Start of Records shown

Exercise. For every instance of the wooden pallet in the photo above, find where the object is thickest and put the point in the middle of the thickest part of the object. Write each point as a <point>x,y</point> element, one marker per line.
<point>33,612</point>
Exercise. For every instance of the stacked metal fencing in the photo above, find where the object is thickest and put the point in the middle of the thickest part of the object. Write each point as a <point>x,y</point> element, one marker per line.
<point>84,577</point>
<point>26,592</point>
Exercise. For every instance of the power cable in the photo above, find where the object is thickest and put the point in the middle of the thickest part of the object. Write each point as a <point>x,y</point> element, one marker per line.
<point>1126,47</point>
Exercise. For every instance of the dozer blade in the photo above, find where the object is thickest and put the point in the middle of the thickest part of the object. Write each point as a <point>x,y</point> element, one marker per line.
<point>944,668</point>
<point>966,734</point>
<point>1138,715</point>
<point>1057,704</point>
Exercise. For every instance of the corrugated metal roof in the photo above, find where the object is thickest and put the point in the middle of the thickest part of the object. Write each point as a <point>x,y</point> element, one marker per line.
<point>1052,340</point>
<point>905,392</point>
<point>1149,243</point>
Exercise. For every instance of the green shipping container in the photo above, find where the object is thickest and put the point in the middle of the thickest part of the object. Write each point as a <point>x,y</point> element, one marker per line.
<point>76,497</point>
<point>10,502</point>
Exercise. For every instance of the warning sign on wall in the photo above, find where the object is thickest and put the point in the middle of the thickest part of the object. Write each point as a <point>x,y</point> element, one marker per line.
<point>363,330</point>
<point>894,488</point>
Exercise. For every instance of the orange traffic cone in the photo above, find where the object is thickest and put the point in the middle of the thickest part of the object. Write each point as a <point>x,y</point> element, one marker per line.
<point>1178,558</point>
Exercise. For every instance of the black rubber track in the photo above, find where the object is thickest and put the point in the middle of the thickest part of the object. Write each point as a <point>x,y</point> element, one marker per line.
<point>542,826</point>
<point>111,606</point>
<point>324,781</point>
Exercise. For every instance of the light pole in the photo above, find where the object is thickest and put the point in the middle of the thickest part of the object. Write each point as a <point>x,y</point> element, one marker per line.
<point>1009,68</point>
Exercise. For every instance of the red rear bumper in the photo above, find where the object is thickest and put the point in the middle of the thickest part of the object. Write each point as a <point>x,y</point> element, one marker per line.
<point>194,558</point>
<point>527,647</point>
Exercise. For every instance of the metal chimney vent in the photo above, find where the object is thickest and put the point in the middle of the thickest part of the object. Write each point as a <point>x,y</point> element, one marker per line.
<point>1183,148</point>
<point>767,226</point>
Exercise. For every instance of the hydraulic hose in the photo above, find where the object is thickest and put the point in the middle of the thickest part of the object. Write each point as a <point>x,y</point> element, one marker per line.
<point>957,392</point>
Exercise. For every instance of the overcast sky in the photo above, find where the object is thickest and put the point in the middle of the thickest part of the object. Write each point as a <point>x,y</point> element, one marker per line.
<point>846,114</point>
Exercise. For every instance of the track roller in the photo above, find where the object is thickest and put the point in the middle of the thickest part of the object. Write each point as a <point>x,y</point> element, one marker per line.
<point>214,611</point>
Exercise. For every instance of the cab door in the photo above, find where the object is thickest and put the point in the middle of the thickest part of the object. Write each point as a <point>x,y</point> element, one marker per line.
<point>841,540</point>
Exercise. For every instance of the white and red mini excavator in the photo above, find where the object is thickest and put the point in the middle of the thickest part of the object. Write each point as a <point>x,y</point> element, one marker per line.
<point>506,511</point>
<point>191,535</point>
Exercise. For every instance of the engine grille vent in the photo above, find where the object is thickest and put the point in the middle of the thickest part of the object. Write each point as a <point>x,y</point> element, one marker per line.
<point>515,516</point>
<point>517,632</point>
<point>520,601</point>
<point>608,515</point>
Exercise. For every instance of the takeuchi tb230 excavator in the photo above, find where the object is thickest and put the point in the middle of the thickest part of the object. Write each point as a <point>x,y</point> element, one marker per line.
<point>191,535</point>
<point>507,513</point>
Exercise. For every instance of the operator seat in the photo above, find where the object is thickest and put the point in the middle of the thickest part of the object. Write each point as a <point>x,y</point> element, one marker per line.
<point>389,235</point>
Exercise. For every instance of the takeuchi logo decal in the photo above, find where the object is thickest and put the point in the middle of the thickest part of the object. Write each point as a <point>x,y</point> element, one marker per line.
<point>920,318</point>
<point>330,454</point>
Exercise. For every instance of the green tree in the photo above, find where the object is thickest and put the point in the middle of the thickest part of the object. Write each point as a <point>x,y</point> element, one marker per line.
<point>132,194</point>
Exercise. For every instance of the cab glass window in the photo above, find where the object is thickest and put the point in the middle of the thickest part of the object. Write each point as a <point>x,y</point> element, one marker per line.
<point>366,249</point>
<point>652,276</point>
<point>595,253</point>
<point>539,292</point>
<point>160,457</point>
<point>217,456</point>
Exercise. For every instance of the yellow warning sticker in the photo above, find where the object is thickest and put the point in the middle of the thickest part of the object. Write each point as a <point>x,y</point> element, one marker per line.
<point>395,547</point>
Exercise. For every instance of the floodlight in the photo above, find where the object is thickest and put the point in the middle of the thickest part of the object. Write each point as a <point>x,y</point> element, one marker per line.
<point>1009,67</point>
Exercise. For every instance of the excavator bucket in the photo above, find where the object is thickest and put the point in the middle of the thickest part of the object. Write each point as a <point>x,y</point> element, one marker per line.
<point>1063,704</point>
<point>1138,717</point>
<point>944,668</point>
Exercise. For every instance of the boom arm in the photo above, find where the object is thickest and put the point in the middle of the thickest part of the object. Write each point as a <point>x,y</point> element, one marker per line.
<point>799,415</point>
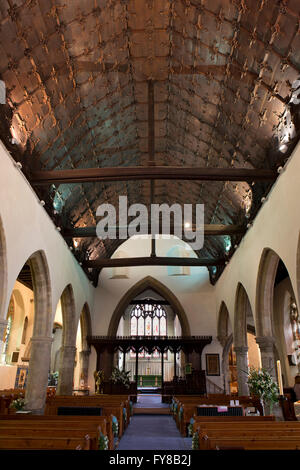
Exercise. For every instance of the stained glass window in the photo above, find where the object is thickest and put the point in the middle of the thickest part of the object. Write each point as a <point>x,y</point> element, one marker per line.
<point>148,319</point>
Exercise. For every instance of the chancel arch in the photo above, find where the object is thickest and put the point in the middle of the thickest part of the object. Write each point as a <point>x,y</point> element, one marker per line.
<point>271,267</point>
<point>158,287</point>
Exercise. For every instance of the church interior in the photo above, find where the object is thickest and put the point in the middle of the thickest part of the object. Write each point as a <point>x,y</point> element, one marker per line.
<point>174,104</point>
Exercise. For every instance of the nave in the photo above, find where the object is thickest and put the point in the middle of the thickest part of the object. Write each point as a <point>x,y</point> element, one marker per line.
<point>153,431</point>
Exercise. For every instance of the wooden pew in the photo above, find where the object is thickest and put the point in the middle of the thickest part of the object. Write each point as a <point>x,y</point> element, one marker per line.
<point>189,407</point>
<point>249,435</point>
<point>41,443</point>
<point>110,405</point>
<point>253,443</point>
<point>91,425</point>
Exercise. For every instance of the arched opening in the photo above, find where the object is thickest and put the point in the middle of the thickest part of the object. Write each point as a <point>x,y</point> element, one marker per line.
<point>3,279</point>
<point>155,302</point>
<point>84,330</point>
<point>246,348</point>
<point>149,314</point>
<point>278,318</point>
<point>153,284</point>
<point>225,337</point>
<point>27,351</point>
<point>66,358</point>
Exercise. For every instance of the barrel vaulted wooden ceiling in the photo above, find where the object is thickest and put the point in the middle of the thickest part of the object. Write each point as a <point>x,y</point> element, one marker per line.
<point>225,76</point>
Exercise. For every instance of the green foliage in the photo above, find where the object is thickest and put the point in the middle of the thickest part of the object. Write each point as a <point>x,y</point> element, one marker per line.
<point>18,404</point>
<point>103,442</point>
<point>120,376</point>
<point>53,379</point>
<point>115,426</point>
<point>262,385</point>
<point>195,441</point>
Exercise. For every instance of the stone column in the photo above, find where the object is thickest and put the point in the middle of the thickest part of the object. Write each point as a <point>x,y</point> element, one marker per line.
<point>84,366</point>
<point>3,325</point>
<point>242,369</point>
<point>66,370</point>
<point>266,346</point>
<point>223,340</point>
<point>37,381</point>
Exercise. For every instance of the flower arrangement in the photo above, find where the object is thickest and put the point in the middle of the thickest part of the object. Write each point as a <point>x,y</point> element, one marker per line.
<point>18,404</point>
<point>262,385</point>
<point>53,379</point>
<point>180,413</point>
<point>115,426</point>
<point>120,376</point>
<point>103,442</point>
<point>195,441</point>
<point>190,427</point>
<point>99,379</point>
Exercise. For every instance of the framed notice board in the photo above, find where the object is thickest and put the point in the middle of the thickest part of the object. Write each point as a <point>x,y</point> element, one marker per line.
<point>212,364</point>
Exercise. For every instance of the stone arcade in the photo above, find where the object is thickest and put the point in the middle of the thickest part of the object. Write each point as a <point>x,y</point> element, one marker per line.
<point>163,102</point>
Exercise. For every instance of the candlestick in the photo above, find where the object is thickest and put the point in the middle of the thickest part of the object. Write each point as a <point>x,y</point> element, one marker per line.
<point>279,378</point>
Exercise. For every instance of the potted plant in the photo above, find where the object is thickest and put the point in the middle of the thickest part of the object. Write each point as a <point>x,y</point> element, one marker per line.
<point>120,377</point>
<point>18,405</point>
<point>53,379</point>
<point>262,385</point>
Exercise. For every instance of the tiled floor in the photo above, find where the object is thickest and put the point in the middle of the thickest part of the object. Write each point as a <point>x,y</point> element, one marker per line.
<point>152,432</point>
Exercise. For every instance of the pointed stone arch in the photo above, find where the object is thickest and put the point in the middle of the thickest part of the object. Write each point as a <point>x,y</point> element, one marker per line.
<point>265,291</point>
<point>225,337</point>
<point>223,322</point>
<point>3,282</point>
<point>242,305</point>
<point>84,354</point>
<point>86,326</point>
<point>240,317</point>
<point>149,283</point>
<point>68,349</point>
<point>40,344</point>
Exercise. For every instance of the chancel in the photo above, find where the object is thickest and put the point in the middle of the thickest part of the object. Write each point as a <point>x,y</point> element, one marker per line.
<point>137,337</point>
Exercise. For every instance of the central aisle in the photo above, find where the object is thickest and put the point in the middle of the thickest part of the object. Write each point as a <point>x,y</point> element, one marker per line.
<point>152,431</point>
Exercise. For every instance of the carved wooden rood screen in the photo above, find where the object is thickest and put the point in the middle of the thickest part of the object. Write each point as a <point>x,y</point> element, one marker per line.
<point>106,346</point>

End of Records shown

Starting from the line with "Exercise. For every instance of the potted" and ending with the final line of the data, quote every line exactly, both ends included.

Exercise. For every instance of the potted plant in the photo above, find where the object is thickest and put the point in the middle of the thickest part of the object. Write each point as a <point>x,y</point> element, one marker per line.
<point>120,377</point>
<point>18,405</point>
<point>53,379</point>
<point>262,385</point>
Exercise. For every instance of the tiled floor in the photo above, find where the object is thickest and put the point in the middle of the thickest part of the object. Write each point as a <point>x,y</point> element, one marker per line.
<point>152,432</point>
Exercise. For every instance of the pointed stone arch in the photo above, find where the object is thickest and put the point in the middle of the thickest part of the object. Write each point as a <point>x,y</point> element, one marker per line.
<point>265,291</point>
<point>225,337</point>
<point>223,322</point>
<point>3,282</point>
<point>242,305</point>
<point>84,354</point>
<point>86,326</point>
<point>240,317</point>
<point>149,283</point>
<point>68,349</point>
<point>40,344</point>
Exercise. For every instance of the chancel in the photo above, find where the object is thickest and put the point in the middle of the thickest part of the object. Write each point as a <point>x,y</point> element, one marker per line.
<point>137,337</point>
Exercise. For every instance of the central aisle in the photo above, find where the object is thickest and put the point in the middle of the thickest part of the object. Write each point as a <point>x,y</point> element, one marker per line.
<point>152,431</point>
Exercise. For every instance of the carved wooden rood screen in the photo above, find where the object is thickest and put the point in the middle of the thickest part of the object. Write each point as a <point>x,y</point> element, one marker per line.
<point>106,346</point>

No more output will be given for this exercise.